-- Extract start --

Tracy Byrd

Personal information
- Nickname: The Lady
- Born: Tracy Michelle Byrd August 27, 1964 (age 62) Flint, Michigan, United States
- Height: 5 ft 4 in (163 cm)
- Weight: Super bantamweight Lightweight

Boxing career
- Stance: Orthodox

Boxing record
- Total fights: 24
- Wins: 13
- Win by KO: 4
- Losses: 10
- Draws: 1

= Tracy Byrd (boxer) =

American boxer (born 1964)

Tracy Michelle Byrd (born August 27, 1964, Flint, Michigan) is an American female boxer. She was inducted into the International Women's Boxing Hall of Fame in 2022.

==Early life==
Byrd comes from a boxing family: her father, Joe Byrd, is a former boxer who trained her.

Her brother Antoine once lost to Roy Jones Jr. in a bid to win the world's Middleweight title, and her other brother, Chris, is a former heavyweight title holder.

Tracy Byrd enjoyed athletics since she was a young child. She excelled in high school as a basketball player. Her brothers Antoine and Chris, however, inspired her into trying out boxing, so she began to attend the Byrd boxing gym, owned by her father.

==Professional career==
On her first professional fight, August 6, 1996, the then 32-year-old boxer beat Sue Chase by a decision in four rounds in Flint. Her first three fights were held in Flint, and she earned first round knockouts in professional fights number two and three.

Her fourth fight, a rematch with Chase on January 28, 1997, took place just outside Flint, in Detroit. Byrd again outpointed Chase over four rounds.

After beating Dee Dufoe by decision in six in what turned out to be her first fight held outside Michigan (the fight was held in Indio, California), Byrd was given the opportunity to challenge for a world championship for the first time: On August 2, 1997, she defeated defending champion Nora Daigle to become the IFBA world Lightweight champion, in Biloxi, Mississippi.

Byrd retained the title on October 24 with a fourth-round knockout of Bethanny Payne in New Jersey. After this fight, and since Byrd continued undefeated in nine fights, Byrd was given some attention by boxing magazines such as The Ring and KO. But, on her second defense, held on June 30, 1998, she lost her title, and her undefeated mark, to Russian Zulfia Koutdoussova, who, as a consequence, inherited the media attention that Byrd was receiving.

-- Extract end --

■ **Exercise set**
- 1) According to the Tracy Byrd article, whom did Byrd beat to become the IFBA world Lightweight champion?
- 2) Carry on the Tracy Byrd article from the point where it stops.
The data listing is separate material, unrelated to the Tracy Byrd article.

-- Material start --

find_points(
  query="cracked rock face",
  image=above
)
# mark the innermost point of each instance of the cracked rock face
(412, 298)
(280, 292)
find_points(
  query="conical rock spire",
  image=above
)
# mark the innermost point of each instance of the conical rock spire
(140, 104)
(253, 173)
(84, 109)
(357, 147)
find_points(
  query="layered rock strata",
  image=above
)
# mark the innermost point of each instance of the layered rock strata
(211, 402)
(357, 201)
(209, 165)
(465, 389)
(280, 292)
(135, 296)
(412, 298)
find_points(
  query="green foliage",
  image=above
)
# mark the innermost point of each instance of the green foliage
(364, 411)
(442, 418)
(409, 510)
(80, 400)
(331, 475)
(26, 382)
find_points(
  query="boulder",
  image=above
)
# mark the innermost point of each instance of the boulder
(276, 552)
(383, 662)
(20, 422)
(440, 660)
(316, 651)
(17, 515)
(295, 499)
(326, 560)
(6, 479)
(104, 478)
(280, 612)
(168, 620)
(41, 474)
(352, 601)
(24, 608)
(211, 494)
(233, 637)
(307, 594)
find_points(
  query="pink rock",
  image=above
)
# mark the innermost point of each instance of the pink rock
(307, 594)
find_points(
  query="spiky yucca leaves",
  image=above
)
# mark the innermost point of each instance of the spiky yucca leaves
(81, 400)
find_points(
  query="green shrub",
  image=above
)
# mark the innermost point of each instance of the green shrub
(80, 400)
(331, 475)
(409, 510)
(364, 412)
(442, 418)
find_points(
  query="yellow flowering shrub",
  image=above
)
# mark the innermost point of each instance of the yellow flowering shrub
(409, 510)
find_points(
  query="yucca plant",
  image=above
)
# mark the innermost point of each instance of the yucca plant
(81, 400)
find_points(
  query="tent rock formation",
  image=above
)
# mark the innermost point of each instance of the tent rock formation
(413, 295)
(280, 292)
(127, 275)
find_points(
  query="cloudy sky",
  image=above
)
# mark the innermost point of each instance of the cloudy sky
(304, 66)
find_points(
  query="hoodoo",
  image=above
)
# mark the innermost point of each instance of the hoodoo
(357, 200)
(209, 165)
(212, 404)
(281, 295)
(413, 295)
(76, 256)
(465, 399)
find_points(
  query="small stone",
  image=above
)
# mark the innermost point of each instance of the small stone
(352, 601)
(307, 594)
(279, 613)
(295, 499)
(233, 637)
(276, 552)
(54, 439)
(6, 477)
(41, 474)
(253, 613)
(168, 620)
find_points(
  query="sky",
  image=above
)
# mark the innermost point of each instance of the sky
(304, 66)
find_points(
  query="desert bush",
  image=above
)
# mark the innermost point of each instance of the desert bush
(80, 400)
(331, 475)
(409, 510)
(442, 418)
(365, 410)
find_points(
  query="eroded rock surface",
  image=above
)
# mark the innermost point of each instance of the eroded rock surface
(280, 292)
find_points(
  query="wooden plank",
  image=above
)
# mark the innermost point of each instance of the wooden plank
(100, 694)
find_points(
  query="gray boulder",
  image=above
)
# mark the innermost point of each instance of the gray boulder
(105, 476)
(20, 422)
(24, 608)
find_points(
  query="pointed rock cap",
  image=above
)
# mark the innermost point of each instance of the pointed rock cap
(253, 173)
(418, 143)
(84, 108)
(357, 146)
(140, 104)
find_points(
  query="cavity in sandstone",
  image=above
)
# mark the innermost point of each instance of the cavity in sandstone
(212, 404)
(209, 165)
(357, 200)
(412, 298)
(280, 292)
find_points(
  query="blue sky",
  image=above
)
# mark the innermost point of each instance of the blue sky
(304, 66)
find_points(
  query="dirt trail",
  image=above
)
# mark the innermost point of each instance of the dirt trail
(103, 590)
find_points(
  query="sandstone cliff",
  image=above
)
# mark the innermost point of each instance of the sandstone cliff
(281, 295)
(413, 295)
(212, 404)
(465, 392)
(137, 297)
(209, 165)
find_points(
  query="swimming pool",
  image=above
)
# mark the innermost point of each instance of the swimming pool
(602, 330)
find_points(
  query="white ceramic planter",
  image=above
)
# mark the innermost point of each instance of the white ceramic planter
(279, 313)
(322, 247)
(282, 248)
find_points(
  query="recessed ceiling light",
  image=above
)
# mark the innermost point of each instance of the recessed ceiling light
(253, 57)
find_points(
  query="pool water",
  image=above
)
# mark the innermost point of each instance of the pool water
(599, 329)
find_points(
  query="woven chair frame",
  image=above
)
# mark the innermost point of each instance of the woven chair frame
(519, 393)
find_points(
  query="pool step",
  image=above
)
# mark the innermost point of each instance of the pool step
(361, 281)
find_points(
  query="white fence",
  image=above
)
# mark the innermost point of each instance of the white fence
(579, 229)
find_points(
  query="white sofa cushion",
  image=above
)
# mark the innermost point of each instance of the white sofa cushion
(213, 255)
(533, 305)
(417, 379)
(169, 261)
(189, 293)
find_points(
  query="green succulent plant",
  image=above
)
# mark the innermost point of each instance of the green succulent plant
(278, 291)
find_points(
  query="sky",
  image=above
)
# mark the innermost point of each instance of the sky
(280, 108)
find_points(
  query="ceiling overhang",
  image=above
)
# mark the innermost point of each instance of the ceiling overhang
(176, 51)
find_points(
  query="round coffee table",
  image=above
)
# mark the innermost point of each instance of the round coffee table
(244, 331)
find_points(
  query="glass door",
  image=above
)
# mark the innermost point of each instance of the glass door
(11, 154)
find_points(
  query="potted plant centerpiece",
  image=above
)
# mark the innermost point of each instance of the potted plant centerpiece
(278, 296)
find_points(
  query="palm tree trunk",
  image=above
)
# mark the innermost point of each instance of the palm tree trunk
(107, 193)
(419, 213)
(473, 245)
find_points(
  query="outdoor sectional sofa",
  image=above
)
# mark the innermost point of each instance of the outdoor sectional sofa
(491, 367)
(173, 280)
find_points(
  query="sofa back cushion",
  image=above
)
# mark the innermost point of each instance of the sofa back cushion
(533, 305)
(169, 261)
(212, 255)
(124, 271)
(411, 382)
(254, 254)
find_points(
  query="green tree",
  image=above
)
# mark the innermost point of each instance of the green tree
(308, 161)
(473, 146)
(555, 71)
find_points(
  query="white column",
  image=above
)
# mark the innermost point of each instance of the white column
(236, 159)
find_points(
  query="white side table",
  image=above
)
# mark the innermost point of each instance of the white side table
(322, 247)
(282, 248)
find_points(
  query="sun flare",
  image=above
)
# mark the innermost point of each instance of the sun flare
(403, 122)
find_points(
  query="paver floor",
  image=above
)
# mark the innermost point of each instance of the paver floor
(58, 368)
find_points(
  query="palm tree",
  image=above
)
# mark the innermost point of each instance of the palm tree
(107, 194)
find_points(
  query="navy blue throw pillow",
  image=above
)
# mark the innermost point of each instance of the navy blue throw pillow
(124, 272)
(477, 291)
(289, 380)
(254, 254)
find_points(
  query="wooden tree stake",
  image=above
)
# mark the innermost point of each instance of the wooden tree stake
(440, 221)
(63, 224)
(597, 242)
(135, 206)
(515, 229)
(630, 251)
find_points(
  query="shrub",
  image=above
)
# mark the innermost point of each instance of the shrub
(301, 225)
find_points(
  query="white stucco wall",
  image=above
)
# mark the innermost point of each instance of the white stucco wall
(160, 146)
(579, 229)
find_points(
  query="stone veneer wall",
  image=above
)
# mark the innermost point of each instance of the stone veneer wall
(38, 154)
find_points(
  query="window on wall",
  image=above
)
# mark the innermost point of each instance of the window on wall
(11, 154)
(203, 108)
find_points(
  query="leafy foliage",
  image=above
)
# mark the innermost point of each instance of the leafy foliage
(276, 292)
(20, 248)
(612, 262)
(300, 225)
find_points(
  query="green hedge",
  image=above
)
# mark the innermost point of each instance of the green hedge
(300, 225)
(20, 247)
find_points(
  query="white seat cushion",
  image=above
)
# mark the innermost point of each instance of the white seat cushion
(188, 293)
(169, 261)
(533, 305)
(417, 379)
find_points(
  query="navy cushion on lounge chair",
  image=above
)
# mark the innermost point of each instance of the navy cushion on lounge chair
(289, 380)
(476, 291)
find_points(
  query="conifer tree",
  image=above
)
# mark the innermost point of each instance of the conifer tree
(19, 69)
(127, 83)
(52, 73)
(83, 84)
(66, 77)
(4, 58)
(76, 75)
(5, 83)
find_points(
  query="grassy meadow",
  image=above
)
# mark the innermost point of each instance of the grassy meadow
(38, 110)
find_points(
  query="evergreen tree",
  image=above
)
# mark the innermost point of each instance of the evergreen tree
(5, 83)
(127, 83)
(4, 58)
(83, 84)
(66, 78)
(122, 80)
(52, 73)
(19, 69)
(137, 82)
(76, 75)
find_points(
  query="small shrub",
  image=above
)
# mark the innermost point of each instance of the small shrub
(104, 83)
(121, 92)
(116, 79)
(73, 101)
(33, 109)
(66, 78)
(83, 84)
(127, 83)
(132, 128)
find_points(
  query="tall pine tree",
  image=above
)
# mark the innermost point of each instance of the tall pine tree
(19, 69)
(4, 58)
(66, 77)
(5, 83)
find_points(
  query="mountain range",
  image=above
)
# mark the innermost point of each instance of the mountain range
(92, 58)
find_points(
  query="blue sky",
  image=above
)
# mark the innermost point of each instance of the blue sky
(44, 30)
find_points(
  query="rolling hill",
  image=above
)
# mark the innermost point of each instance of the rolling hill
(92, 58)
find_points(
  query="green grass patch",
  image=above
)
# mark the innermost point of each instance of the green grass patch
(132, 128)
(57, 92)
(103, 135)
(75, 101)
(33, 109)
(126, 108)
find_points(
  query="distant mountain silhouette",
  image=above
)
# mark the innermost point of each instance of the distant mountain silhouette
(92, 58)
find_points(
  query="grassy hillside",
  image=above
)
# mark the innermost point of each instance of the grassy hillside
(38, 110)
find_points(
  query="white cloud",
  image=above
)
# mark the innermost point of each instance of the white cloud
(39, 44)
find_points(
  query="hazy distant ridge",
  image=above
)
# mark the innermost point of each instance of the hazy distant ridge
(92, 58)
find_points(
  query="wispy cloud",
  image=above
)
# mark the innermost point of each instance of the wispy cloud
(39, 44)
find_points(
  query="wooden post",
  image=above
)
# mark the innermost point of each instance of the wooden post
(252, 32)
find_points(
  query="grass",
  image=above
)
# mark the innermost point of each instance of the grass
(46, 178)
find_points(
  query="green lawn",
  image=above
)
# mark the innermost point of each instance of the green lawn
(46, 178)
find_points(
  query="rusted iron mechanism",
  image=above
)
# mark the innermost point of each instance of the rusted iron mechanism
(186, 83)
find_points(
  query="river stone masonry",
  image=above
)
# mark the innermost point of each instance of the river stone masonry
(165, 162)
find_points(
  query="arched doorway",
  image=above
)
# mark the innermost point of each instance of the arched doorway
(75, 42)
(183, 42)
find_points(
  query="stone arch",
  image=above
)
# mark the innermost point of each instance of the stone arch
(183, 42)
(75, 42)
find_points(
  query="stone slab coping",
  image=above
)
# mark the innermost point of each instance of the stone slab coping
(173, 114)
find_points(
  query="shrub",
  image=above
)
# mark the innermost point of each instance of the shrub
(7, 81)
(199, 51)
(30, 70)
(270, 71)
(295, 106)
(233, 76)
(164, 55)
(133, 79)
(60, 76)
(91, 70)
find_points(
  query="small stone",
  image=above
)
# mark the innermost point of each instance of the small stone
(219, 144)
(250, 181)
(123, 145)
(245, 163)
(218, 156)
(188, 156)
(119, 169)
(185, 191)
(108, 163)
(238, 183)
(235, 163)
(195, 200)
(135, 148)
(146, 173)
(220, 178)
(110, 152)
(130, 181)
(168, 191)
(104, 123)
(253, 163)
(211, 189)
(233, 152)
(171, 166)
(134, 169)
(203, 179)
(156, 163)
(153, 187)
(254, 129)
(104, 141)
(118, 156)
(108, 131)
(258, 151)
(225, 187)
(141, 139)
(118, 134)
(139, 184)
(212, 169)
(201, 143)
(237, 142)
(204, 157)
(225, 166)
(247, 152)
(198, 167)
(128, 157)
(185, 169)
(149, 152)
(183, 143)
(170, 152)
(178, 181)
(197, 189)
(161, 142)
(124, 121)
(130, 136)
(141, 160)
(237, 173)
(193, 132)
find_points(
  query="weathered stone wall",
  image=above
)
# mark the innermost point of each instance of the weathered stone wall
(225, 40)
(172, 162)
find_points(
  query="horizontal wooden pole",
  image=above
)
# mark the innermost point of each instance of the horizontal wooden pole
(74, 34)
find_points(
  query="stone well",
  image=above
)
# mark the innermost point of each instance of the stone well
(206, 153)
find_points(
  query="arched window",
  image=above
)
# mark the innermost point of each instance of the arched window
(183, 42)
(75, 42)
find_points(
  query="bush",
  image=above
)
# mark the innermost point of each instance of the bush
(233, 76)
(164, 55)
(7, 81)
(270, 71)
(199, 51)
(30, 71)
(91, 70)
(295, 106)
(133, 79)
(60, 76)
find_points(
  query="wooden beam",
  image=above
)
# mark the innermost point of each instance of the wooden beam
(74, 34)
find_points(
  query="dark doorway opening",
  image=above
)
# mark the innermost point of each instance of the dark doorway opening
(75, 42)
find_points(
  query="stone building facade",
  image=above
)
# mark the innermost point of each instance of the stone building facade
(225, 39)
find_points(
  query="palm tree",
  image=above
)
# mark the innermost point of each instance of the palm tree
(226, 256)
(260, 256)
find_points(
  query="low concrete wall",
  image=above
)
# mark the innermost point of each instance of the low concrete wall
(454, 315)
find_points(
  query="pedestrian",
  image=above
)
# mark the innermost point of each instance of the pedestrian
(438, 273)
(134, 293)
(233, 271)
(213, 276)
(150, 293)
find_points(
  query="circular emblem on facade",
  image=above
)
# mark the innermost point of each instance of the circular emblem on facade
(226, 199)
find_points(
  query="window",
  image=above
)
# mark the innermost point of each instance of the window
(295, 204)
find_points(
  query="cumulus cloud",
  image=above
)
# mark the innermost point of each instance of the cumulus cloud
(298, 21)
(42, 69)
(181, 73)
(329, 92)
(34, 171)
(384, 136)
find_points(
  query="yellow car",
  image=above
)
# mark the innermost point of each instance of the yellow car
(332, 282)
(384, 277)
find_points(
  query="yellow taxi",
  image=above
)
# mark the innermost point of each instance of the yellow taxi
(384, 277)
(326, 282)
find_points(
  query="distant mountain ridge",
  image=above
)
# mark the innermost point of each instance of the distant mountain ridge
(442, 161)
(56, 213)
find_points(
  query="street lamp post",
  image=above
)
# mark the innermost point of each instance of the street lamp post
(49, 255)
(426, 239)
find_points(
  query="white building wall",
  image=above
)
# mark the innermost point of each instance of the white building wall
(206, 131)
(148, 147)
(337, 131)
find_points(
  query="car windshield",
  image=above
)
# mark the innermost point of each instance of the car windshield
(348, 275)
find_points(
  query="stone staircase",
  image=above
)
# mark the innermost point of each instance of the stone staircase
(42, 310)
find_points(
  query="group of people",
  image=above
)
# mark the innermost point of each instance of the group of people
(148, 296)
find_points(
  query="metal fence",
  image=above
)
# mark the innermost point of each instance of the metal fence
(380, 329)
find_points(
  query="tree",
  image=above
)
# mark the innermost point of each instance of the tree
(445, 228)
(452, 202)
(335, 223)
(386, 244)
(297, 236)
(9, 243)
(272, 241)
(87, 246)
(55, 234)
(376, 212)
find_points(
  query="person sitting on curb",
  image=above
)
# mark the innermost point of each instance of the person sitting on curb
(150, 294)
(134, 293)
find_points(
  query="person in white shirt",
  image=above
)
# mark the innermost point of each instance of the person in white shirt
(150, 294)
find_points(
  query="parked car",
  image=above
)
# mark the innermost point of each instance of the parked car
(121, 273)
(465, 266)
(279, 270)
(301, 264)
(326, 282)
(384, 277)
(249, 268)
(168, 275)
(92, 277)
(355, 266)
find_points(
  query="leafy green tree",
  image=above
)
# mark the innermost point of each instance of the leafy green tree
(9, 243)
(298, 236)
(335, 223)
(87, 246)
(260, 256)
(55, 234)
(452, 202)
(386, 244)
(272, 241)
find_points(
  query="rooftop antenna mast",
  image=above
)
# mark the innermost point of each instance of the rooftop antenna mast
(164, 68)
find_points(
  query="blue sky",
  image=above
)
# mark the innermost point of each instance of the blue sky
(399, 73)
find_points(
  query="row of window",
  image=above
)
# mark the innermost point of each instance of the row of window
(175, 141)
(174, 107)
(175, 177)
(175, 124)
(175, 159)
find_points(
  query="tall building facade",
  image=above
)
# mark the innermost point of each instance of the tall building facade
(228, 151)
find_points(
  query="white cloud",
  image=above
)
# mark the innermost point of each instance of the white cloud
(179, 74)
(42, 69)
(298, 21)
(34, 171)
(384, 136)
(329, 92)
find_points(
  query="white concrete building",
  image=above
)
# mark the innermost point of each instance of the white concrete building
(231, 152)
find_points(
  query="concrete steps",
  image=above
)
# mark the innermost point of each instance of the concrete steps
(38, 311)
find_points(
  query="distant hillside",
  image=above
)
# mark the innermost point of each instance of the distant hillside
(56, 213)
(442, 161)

-- Material end --

■ **Answers**
- 1) Defending champion Nora Daigle.

- 2)
Byrd rebounded with three consecutive decision wins, and she was given a second chance at becoming a world champion, when she met Laura Serrano of Mexico on September 2, 1999. She lost by a ten-round decision in Tunica, Mississippi, for the WIBF's world Lightweight title.

Byrd then took off two years from boxing, deciding to lose weight and return as a Junior Lightweight in 2001. Initially, she had success fighting at a lower weight class, conquering the vacant IFBA intercontinental title with a ten-round unanimous decision over Brenda Vickers on May 19, at Ignacio, Colorado.

Her next fight was for the IFBA world Featherweight title, on July 7. She lost that world championship bid, being outpointed over ten rounds by Layla McCarter. This was the beginning of a five fight losing streak for Byrd. All those fights were lost by decision, and they included two more losses to McCarter, another loss to Koutdoussova, and a defeat at the hands of Isra Girgrah.

Despite losing five times in a row, she was given yet another world title chance, when, on March 22, 2003, she faced Agnieszka Rylik for the WIBO world Jr. Welterweight title. Byrd became a world champion for the second time, when she defeated Rylik by a ten-round split decision in Las Vegas, Nevada.

Her next, and so far last, fight, took place on June 28 of that year, when she and Puerto Rico's Belinda Laracuente drew (tied) in an eight rounds non-title bout held at Coconut Grove, Florida.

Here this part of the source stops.